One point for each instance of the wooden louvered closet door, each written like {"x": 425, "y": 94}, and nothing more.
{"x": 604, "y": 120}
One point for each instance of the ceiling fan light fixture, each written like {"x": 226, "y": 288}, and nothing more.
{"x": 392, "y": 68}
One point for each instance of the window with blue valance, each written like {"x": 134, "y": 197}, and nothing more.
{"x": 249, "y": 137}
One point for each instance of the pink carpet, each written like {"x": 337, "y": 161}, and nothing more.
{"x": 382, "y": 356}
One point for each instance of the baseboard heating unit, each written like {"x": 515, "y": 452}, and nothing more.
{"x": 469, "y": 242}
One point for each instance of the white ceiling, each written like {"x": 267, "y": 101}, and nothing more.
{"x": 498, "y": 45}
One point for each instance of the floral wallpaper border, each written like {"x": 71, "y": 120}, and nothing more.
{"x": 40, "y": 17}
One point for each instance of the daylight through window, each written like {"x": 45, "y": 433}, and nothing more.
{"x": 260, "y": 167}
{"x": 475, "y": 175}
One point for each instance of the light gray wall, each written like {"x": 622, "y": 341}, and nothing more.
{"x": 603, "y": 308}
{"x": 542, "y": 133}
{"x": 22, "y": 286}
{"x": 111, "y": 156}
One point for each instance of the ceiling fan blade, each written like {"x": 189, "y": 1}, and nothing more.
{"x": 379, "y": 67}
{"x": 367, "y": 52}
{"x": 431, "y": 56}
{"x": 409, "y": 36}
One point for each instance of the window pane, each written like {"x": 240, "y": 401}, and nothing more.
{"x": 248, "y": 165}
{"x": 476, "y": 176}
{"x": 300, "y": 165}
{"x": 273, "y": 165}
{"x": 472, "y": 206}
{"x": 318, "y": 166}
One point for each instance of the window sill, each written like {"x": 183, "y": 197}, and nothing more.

= = = = = = =

__The exercise__:
Transcribe the whole listing exactly.

__Written response__:
One point for each instance of the wooden louvered closet door, each written like {"x": 425, "y": 94}, and nothing more.
{"x": 604, "y": 120}
One point for each instance of the ceiling fan light fixture, each written like {"x": 226, "y": 288}, and nothing more.
{"x": 392, "y": 68}
One point for each instance of the window with blue valance, each written like {"x": 134, "y": 197}, and nothing more.
{"x": 249, "y": 137}
One point for each instance of the pink carpet, each written like {"x": 337, "y": 161}, and nothing more.
{"x": 382, "y": 356}
One point for each instance of the baseboard heating unit, each written like {"x": 515, "y": 452}, and nothing more.
{"x": 469, "y": 242}
One point for each instance of the white ceiling, each written like {"x": 267, "y": 101}, and nothing more.
{"x": 498, "y": 45}
One point for each instance of the floral wallpaper border, each written like {"x": 71, "y": 120}, and nothing more.
{"x": 40, "y": 17}
One point for each instance of the daylight through window, each written like {"x": 45, "y": 433}, and nothing more.
{"x": 260, "y": 167}
{"x": 475, "y": 175}
One point for each instance of the light gray wall, each written like {"x": 622, "y": 341}, and nothing more.
{"x": 603, "y": 308}
{"x": 542, "y": 133}
{"x": 22, "y": 286}
{"x": 111, "y": 156}
One point for each instance of the ceiling fan blade, each written like {"x": 189, "y": 1}, and nothing more.
{"x": 379, "y": 67}
{"x": 367, "y": 52}
{"x": 431, "y": 56}
{"x": 409, "y": 36}
One point for each instance of the window pane, each written like {"x": 240, "y": 401}, and nothing more.
{"x": 248, "y": 165}
{"x": 476, "y": 176}
{"x": 300, "y": 165}
{"x": 273, "y": 165}
{"x": 472, "y": 206}
{"x": 318, "y": 166}
One point for each instance of the window sill, each written like {"x": 183, "y": 197}, and nothing more.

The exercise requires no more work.